Trecho do documento »
──────
Figuras planas, bidimensionais, os japoneses de Marco zero ganham do escritor um retrato que beira, quase sempre, o caricatural. Essa falta de profundidade não combina com a concepção de um romance mural caracterizado pela trama complexa das imagens e dos pontos de vista. Na díade oswaldiana, a complexidade é sacrificada à ideologia da antropofagia, que o escritor parece adotar como princípio de composição e montagem de seu mural e que é mais de uma vez citada e debatida em Chão, como na passagem (p. 202) em que o personagem Jack São Cristóvão disserta:
No meio do movimento modernista apareceu alguma coisa tão rica e fecunda que até hoje admite várias interpretações. Politicamente, a antropofagia pode ser considerada como a primeira reação consciente contra os imperialismos que ameaçam até hoje a nossa independência. ... As origens intelectuais da antropofagia estão em Montaigne, em Rousseau. É a exaltação do homem natural, com uma diferença, não o elogio do “bom selvagem”, mas do mau, do verdadeiro...
O muralismo que Oswald de Andrade toma por modelo não é o dos painéis épicos, mas o das pinturas de tons carregados, de caracteres altamente ideologizados: atravessados por olhares de Medusa, os dois romances acabam por exibir personagens petrificados, figuras que representam, antes de mais nada, a cristalização de um princípio ideológico. Como que obrigando-se a demonstrar a existência de sua concepção antropofágica – ou, melhor dizendo, antropófaga – no processo social, Oswald de Andrade exacerba e escancara as tensões sociais e raciais: os grupos figurados aparecem, uns aos olhos dos outros, sob as luzes e os ângulos mais desfavoráveis. À polifonia dos murais épicos, o autor prefere as dissonâncias da maledicência: em Marco zero, todos – incluindo o narrador – falam e pensam mal de todos. A obra soa folhetinesca, bombástica, circense.
Essa música de picadeiro, que – a despeito da classificação do autor – está longe de ser intimista e de produzir o senso de recolhimento, certamente paga tributo à época que o escritor quis retratar e àquela em que escreveu sua obra, mas parece dever muito mais à sua opção de estilo, em que observações acres e impiedosas mesclam-se com clichês melodramáticos, como o que se ouve em A revolução melancólica (p. 148), quando Eufrásia diz a Jango: “Toquei pela primeira vez a realidade, a realidade maravilhosa que você é. Agora sei o que é essa coisa insondável, o amor...”
──────
(Entradas salvas)
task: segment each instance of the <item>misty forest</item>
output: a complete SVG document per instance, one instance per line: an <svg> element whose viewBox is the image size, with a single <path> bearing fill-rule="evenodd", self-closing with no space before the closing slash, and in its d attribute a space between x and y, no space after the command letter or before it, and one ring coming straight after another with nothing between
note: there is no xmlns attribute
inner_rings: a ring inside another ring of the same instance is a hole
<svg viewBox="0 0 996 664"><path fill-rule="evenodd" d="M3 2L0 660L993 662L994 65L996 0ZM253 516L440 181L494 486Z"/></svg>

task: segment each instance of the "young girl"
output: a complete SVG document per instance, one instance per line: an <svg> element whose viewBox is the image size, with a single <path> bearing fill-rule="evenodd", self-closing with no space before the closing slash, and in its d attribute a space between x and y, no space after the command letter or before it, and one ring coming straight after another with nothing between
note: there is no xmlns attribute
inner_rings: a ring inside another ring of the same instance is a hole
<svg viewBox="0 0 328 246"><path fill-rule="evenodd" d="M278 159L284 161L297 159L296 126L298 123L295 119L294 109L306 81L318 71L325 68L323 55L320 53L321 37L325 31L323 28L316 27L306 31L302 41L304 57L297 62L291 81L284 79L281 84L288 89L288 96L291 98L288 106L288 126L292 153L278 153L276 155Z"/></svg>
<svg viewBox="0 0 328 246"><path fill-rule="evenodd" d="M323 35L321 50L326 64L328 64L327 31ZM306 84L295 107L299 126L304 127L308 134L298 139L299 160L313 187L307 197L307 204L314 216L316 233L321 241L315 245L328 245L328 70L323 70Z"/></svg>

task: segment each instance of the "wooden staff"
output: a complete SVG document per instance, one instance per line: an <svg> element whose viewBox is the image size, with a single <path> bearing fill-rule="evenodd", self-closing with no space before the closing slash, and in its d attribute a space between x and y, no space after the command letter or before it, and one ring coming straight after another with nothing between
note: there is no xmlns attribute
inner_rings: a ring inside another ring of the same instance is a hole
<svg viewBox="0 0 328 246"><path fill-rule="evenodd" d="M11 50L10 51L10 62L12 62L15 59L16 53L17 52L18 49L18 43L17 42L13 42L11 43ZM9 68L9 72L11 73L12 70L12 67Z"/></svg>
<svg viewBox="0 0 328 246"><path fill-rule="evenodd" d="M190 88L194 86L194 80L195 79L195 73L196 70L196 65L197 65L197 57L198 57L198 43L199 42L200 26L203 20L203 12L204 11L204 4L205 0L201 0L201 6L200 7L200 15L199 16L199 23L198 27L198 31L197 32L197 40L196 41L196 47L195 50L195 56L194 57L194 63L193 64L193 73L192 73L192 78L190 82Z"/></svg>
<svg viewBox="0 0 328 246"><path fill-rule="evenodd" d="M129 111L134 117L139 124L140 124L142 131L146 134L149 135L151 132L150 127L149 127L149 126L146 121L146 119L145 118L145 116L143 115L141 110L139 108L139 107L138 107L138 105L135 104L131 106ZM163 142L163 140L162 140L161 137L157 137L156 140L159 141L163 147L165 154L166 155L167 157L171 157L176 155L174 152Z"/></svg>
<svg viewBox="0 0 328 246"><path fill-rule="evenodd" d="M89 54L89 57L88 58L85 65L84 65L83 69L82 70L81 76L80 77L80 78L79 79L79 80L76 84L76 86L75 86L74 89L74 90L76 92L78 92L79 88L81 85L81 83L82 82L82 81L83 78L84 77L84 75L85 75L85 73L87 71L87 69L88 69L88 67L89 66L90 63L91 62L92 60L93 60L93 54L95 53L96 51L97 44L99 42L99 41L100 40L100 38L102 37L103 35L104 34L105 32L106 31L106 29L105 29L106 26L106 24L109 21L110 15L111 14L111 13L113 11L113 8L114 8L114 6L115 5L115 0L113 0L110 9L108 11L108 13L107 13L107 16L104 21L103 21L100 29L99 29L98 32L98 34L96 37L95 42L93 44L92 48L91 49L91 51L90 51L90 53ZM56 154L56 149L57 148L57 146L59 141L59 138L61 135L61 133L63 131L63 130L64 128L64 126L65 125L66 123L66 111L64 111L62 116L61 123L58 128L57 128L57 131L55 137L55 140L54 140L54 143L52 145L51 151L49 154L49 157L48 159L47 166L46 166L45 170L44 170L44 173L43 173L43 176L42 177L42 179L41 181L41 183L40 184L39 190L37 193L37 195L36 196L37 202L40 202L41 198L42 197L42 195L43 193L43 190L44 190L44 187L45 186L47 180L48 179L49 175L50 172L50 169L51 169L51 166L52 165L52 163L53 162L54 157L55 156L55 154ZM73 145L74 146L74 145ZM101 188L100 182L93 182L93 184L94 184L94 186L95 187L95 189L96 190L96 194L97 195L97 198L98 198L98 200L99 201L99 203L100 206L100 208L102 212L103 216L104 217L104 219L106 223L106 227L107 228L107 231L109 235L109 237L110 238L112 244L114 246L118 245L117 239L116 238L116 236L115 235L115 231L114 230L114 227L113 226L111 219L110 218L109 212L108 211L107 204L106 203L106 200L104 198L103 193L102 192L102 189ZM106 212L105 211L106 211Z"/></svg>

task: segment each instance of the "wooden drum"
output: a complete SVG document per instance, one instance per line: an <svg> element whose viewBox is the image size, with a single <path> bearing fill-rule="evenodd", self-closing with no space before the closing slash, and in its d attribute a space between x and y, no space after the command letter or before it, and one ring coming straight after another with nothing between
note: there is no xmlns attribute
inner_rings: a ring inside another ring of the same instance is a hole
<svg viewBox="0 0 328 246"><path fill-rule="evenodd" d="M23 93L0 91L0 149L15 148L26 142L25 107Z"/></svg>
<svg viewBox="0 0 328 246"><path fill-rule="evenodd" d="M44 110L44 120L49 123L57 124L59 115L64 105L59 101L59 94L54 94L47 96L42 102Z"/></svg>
──────
Instrução » Continue o trecho sobre os romances de Oswald de Andrade, começando logo depois da última frase.

Resposta escrita »
Amar, verbo intransitivo
Em Amar, verbo intransitivo, de Mário de Andrade, a imagem do imigrante japonês se desenha (ou se esboça) em contraste com a imagem da imigrante alemã, a Fräulein. Motivo, ou pretexto do contraponto, é um poema de Castro Alves (1990), “A queimada”, que exclama em sua sexta estrofe:
A queimada! A queimada é uma fornalha!
A irara – pula; o cascavel – chocalha...
Raiva, espuma o tapir!
...E às vezes sobre o cume de um rochedo
A corça e o tigre – náufragos do medo –
Vão trêmulos se unir!
A catástrofe natural descrita pelo poeta romântico ganha, nas mãos do escritor modernista, o sentido de metáfora da situação histórico-política que conduz uma alemã e um japonês a se encontrarem, ao mesmo tempo unidos e distanciados, na condição de criados da família Sousa Costa. Entretanto, o romancista reformula a metáfora para adequá-la à realidade, lembrando que nem a alemã nem o japonês poderiam ser representados por uma corça: ambos são tigres – rivalizam no poder e na impotência, no orgulho e no desamparo.
O distanciamento a que obrigam o uso da metáfora e o estilo do narrador – que intervém a todo instante com comentários e observações – é o que permite, paradoxalmente, uma aproximação maior da situação do imigrante, quase que tocando em sua interioridade. Observemos e acompanhemos esse movimento na narrativa:
Falemos dos tigres. O japonês arrepiou logo o pelame elétrico e grunhiu zangadíssimo. Mais uma estrangeira na casa que ele pretendia conquistar, ele só... O tigre alemão, se reconhecendo muito superior tanto na hierarquia solarenga como na instrução ocidental, lhe secundou ao grunhido com o muxoxo desdenhoso. O tigre japonês curvou a cabeça, muito servilmente. ... Era na alma que rosnava tiririca. E assim os dois tigres se odiavam. ...
... De repente os cipós se entreabriam. Dois olhos espantados relampeavam na escureza e a carantonha chata do tigre japonês aparecia, glabra, polida pelo reflexo lunar. Com o passo enluvado, cauteloso, ele rondava à espera dum carinho. E o carinho chegava fatalmente. ...
... Então eles conversavam. Falavam longamente. Comovidamente. Se contavam as mágoas passadas. Confiantes, solitários. Doloridos. ... As infâncias passavam lindas, inocentes, brinquedos, primavera, mamãe... Algumas vezes mesmo uma lágrima iluminava tanta recordação, tanta alegria. Tanta infelicidade.
...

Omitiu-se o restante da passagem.